> **Work instructions**
Output every row below without any changes, keeping them in their original order.

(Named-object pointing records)
>> Begin

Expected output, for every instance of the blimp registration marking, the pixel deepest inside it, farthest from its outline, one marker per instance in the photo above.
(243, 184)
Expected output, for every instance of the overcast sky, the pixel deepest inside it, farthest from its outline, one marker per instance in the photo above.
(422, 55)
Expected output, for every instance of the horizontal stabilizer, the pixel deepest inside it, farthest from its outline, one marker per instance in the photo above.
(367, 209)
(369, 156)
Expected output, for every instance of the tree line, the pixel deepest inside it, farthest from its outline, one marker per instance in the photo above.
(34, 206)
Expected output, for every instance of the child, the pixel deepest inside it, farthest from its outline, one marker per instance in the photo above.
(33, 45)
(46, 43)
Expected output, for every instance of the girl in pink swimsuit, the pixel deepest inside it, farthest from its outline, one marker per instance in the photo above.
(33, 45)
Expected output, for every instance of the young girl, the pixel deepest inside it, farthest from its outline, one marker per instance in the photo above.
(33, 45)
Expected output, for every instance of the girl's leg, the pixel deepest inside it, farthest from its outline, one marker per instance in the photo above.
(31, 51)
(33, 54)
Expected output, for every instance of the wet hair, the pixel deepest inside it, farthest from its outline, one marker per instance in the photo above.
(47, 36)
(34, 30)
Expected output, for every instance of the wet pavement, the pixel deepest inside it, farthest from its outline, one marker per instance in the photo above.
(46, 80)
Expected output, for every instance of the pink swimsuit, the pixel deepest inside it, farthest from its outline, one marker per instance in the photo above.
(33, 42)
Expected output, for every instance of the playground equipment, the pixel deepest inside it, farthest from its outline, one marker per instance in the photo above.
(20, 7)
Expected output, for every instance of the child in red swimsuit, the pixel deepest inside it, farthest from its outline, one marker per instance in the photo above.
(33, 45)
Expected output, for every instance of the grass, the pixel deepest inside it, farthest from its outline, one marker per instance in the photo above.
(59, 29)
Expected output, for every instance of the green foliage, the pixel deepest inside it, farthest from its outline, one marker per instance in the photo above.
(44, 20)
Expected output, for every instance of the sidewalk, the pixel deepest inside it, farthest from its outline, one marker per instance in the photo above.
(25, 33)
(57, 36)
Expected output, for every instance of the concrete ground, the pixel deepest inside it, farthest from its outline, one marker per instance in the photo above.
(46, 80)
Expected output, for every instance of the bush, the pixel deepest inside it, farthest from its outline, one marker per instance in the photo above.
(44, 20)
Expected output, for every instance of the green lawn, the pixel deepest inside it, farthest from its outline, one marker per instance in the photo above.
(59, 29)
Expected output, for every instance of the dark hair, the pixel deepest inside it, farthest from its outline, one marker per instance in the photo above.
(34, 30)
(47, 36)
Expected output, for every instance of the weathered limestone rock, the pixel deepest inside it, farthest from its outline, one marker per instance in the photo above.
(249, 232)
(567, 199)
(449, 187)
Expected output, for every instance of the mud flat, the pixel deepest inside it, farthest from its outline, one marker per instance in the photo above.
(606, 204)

>> End

> **Task solution**
Expected output, for every instance of the blimp registration marking, the pixel deepest inside it, farthest from its outline, one marker per instance in the photo above.
(243, 184)
Expected output, for every instance of the overcast sky, the pixel deepest inside it, farthest from its outline, one marker per instance in the photo above.
(422, 55)
Expected output, for every instance of the horizontal stabilizer, the pixel deepest inside it, farthest from its outline, one marker per instance in the photo above.
(367, 209)
(369, 156)
Expected output, for every instance of the tree line, the pixel deepest inside it, farthest from its outline, one marker per instance in the photo above.
(34, 206)
Expected output, for every instance of the child, the pixel deepest inside it, farthest from its outline, one marker per instance in the photo above.
(33, 45)
(46, 43)
Expected output, for every instance of the girl in pink swimsuit, the pixel deepest inside it, farthest from its outline, one marker per instance in the photo above.
(33, 45)
Expected output, for every instance of the young girl, the pixel deepest inside it, farthest from its outline, one marker per instance in the photo above.
(33, 45)
Expected output, for every instance of the girl's leg, the pixel deepest inside it, farthest from its outline, one marker per instance in the photo above.
(31, 51)
(33, 54)
Expected output, for every instance of the wet hair, the pixel deepest inside it, farthest from its outline, one marker per instance in the photo above.
(47, 36)
(34, 30)
Expected output, for every instance of the wet pavement, the pixel deepest inside it, farthest from its outline, one marker per instance in the photo above.
(46, 80)
Expected output, for every instance of the pink swimsuit, the pixel deepest inside it, farthest from its outline, one marker per instance in the photo above.
(33, 42)
Expected output, for every instance of the playground equipment, the pixel deepest inside it, farthest from its outline, one marker per instance in the photo above.
(20, 7)
Expected output, for every instance of the child in red swimsuit, the pixel deepest inside it, farthest from its outline, one marker per instance in the photo above.
(33, 45)
Expected output, for every instance of the grass, the pixel deepest inside it, farthest from its outline, one marker per instance in the photo above.
(59, 29)
Expected output, for every instance of the green foliage, the pixel deepest inside it, farthest from its outline, one marker per instance in the photo above.
(44, 20)
Expected output, for every instance of the sidewalk, the pixel deepest inside it, farthest from its outline, one marker per instance in the photo above.
(25, 33)
(57, 36)
Expected output, for every instance of the concrete ground, the pixel deepest inside it, farthest from its outline, one marker per instance in the photo above.
(46, 80)
Expected output, for every instance of the bush, the pixel deepest inside it, farthest from its outline, one marker per instance in the photo above.
(44, 20)
Expected output, for every instance of the green lawn, the pixel deepest inside it, farthest from its outline, one marker per instance in the photo above.
(59, 29)
Expected output, for every instance of the dark hair, the pixel deepest inside it, farthest from its outline, one marker per instance in the photo above.
(34, 30)
(47, 36)
Expected output, for every instance of the weathered limestone rock, the pixel deepest inside it, farthest from its outline, one marker per instance in the photo above.
(249, 232)
(567, 199)
(449, 187)
Expected output, for every instance of the mud flat, the pixel deepest inside it, farthest from its outline, one marker per instance in the photo above.
(606, 204)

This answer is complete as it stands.